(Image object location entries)

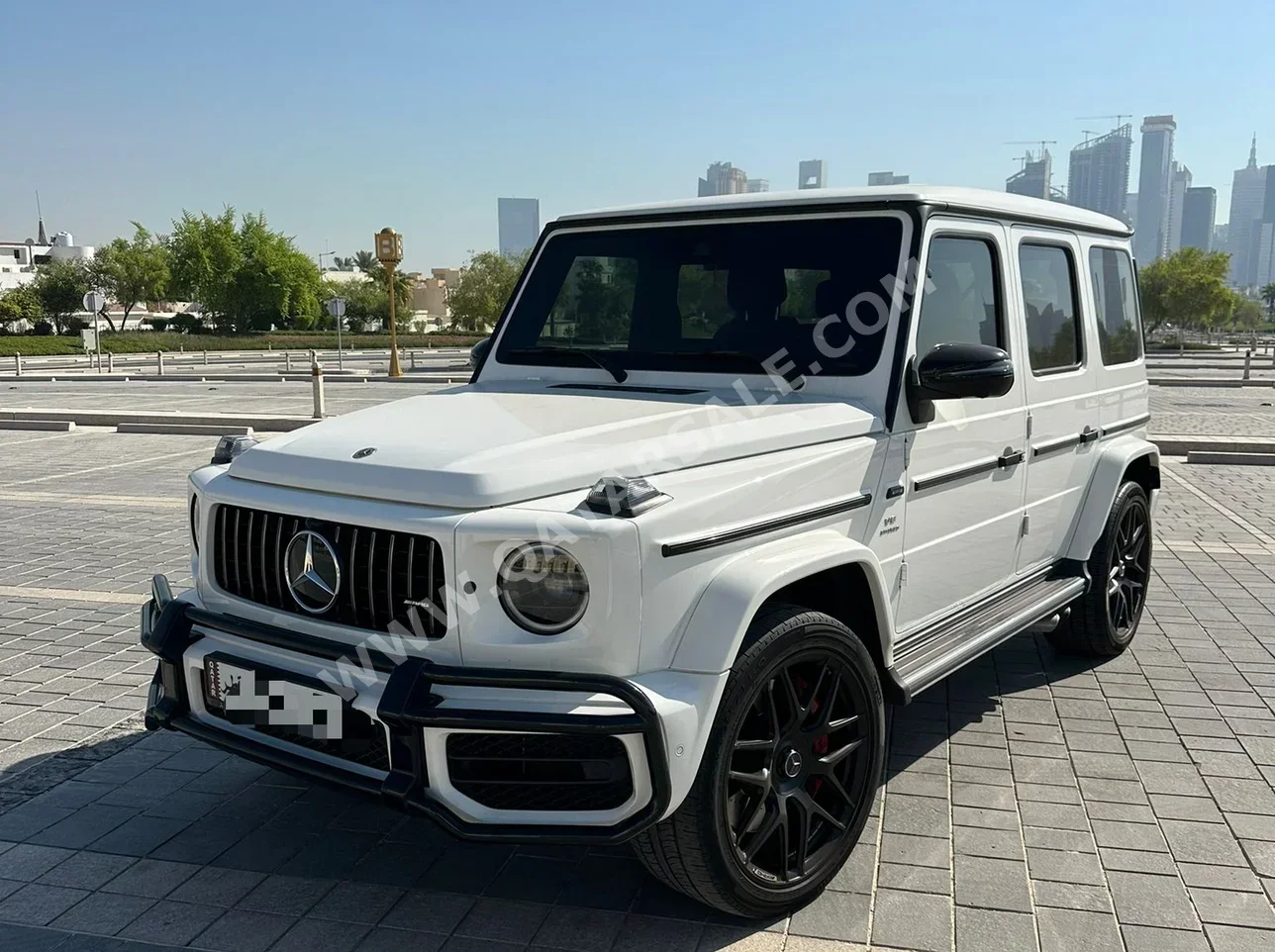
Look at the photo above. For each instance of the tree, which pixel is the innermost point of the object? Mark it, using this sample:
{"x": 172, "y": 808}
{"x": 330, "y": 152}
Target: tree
{"x": 21, "y": 304}
{"x": 485, "y": 286}
{"x": 1189, "y": 288}
{"x": 367, "y": 302}
{"x": 1267, "y": 295}
{"x": 1246, "y": 314}
{"x": 246, "y": 277}
{"x": 132, "y": 271}
{"x": 60, "y": 287}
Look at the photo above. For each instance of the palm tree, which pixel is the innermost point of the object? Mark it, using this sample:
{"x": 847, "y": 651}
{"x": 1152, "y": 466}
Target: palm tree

* [TO BE DONE]:
Please rewrite every line of the entries above as a numbered list, skipping blank lines and leaving the pictures out.

* [WRITTEN ANSWER]:
1. Look at the photo above. For each instance of the tree, which pixel is the innermost point of the object? Mark it, using this sample:
2. {"x": 172, "y": 808}
3. {"x": 330, "y": 152}
4. Target: tree
5. {"x": 21, "y": 304}
6. {"x": 485, "y": 286}
7. {"x": 1189, "y": 288}
8. {"x": 367, "y": 302}
9. {"x": 1267, "y": 295}
10. {"x": 1246, "y": 314}
11. {"x": 246, "y": 277}
12. {"x": 132, "y": 271}
13. {"x": 60, "y": 287}
14. Look at the photo above. For each instance of the palm tree, which pixel is the innermost point of the object? Mark it, using this sample:
15. {"x": 847, "y": 651}
16. {"x": 1152, "y": 466}
17. Target: palm tree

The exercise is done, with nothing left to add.